**Supplied text:**
An End to the “Endless War?” Prospects for Stability and Reconciliation in Afghanistan
Content from the Brookings Doha Center is now archived. In September 2021, after 14 years of impactful partnership, Brookings and the Brookings Doha Center announced that they were ending their affiliation. The Brookings Doha Center is now the Middle East Council on Global Affairs, a separate public policy institution based in Qatar.
The Brookings Doha Center (BDC) hosted a panel discussion on May 1, 2019 on the prospects for stability, peace, and reconciliation in Afghanistan. The panelists considered recent developments related to the conflict, focusing on the renewed talks between the U.S. government and Taliban leadership. They noted that, in the wake of these recent developments, there is palpable hope regarding the prospects for a peace process in Afghanistan. However, there are also considerable doubts about the prospects for long-term stability in the country, especially given the lack of accountability for alleged atrocities and war crimes.
The panel consisted of a group of distinguished scholars and experts, including: Barnett R. Rubin, senior fellow and associate director at New York University’s Center on International Cooperation; Graeme Smith, consultant at the International Crisis Group; and Ajmal Pashtoonyar, a human rights lawyer. The event was moderated by Ayesha Tanzeem, bureau chief for Afghanistan and Pakistan at Voice of America. Members of Doha’s diplomatic, academic, and media communities attended the event.
Barnett R. Rubin began by arguing that people often misstate what the objective of the peacemaking effort should be, by focusing too intensely on the current combatants and their motivations. He pointed out that there are fundamental causes of the current war that are unrelated to combatant motivations, meaning that, even if the current war were to end, another conflict could start up in its place. Rubin claimed that promoting peace will require resolving intra-Afghani disputes over how the country should be run and Afghanistan’s disputes with neighboring countries, as well as providing foreign aid to the country in a way that does not enable foreign actors to disrupt it.
Graeme Smith continued the discussion by saying that he has been following events in Afghanistan since 2005 and, as a conflict analyst, in most years it was easy to predict that there would be more violence and that the Taliban would add more territory. He said that the current situation in Afghanistan is not a stalemate, but rather is eroding, arguing against people who claim there is a balance between the Taliban and government forces. Smith added that he thinks something in the country has to change, because the cost of maintaining the status quo rises daily. He emphasized that, if the Taliban want to safeguard against chaos, fragmentation, and anarchy, it is better for them to pursue negotiations than military action. Smith also claimed that, while the current situation is unpredictable, this unpredictability is good, because the bloodshed seen in recent years is a tragedy.

**Data records:**

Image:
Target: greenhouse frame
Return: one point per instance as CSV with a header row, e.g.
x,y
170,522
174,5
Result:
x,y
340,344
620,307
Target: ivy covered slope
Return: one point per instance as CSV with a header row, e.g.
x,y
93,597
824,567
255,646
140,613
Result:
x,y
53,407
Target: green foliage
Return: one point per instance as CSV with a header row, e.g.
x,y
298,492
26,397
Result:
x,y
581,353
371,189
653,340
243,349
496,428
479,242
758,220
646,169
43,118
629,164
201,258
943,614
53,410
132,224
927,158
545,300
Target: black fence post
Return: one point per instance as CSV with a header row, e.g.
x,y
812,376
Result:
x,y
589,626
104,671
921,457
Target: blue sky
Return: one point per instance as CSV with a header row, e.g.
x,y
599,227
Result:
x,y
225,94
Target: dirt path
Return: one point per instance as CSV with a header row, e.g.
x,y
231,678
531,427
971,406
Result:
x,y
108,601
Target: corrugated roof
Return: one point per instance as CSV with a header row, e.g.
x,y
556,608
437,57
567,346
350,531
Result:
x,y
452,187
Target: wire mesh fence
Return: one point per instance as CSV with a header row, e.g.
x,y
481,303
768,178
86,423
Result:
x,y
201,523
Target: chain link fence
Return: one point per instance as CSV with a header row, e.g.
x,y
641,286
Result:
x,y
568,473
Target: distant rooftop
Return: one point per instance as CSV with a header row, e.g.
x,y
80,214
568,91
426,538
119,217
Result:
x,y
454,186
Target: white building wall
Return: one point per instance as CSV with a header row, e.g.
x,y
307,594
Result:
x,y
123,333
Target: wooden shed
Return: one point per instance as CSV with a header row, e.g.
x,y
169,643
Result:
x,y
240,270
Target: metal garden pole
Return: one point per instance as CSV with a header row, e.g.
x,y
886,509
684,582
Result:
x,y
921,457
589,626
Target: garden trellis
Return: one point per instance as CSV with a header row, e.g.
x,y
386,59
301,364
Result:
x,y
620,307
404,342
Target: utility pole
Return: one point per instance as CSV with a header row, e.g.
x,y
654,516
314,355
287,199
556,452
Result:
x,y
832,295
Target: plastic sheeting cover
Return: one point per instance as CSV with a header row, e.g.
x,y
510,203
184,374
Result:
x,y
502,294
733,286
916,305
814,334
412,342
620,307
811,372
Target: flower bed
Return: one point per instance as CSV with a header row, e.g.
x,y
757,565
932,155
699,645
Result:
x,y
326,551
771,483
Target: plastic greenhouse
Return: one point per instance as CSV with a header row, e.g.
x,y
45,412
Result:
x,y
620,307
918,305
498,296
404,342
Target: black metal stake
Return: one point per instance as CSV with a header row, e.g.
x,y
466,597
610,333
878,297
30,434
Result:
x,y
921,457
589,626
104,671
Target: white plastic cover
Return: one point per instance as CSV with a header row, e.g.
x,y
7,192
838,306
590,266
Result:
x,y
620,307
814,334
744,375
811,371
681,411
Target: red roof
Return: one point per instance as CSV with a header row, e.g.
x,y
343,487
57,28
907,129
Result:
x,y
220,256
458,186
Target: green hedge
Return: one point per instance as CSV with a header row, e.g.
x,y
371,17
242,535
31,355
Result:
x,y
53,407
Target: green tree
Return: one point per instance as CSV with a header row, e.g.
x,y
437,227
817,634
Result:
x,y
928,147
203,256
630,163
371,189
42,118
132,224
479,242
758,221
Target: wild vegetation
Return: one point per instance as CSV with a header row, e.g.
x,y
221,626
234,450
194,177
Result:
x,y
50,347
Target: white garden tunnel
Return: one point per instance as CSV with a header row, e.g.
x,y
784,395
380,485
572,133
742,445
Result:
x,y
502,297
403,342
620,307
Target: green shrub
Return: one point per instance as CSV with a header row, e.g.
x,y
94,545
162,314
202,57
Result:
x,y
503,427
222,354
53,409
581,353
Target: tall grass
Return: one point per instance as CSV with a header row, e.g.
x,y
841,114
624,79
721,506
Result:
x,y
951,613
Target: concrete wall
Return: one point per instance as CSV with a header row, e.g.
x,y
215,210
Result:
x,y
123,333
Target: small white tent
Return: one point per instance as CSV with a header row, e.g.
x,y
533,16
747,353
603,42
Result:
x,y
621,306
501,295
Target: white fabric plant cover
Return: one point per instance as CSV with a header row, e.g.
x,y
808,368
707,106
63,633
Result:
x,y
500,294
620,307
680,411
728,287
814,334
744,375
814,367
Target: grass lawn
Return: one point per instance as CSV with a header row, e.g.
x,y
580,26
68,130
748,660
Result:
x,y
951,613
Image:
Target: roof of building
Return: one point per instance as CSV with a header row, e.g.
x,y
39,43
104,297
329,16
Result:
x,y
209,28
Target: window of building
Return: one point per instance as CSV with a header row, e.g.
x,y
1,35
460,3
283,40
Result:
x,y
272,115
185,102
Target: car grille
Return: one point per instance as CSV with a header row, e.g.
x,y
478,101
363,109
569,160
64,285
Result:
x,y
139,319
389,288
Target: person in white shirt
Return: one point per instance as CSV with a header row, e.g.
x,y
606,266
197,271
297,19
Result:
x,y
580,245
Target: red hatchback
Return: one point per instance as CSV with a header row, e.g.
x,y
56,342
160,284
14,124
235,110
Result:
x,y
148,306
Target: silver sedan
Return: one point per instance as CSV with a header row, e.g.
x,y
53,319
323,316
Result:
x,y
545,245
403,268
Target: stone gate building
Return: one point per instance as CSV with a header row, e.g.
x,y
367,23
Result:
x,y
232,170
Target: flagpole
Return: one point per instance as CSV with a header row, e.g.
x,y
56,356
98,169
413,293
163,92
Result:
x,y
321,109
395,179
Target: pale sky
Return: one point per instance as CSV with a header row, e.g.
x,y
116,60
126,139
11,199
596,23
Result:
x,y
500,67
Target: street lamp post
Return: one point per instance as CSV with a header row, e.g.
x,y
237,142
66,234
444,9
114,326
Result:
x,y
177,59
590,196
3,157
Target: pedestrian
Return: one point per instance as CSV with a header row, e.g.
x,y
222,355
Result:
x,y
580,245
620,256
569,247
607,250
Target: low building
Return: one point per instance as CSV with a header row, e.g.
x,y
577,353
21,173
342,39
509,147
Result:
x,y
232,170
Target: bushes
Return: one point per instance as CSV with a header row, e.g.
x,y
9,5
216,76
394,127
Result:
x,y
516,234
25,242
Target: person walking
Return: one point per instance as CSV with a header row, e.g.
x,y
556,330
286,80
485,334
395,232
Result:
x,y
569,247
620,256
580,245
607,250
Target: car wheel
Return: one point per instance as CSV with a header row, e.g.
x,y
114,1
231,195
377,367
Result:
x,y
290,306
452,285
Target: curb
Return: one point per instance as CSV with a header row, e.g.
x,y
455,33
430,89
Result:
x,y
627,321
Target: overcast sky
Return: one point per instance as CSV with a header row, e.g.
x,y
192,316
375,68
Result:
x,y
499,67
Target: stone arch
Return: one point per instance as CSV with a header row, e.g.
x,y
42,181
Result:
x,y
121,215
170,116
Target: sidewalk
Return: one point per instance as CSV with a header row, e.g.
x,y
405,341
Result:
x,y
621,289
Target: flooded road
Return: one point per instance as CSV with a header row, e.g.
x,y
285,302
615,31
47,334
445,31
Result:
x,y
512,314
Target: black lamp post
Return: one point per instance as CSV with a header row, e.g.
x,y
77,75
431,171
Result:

**Request A:** In the Afghanistan panel summary, who moderated the event?
**Request B:** Return each line of the listing that contains the string "garden". Case counts.

**Exercise output A:** Ayesha Tanzeem, bureau chief for Afghanistan and Pakistan at Voice of America.

**Exercise output B:**
Target: metal garden pole
Target: garden trellis
Target: white garden tunnel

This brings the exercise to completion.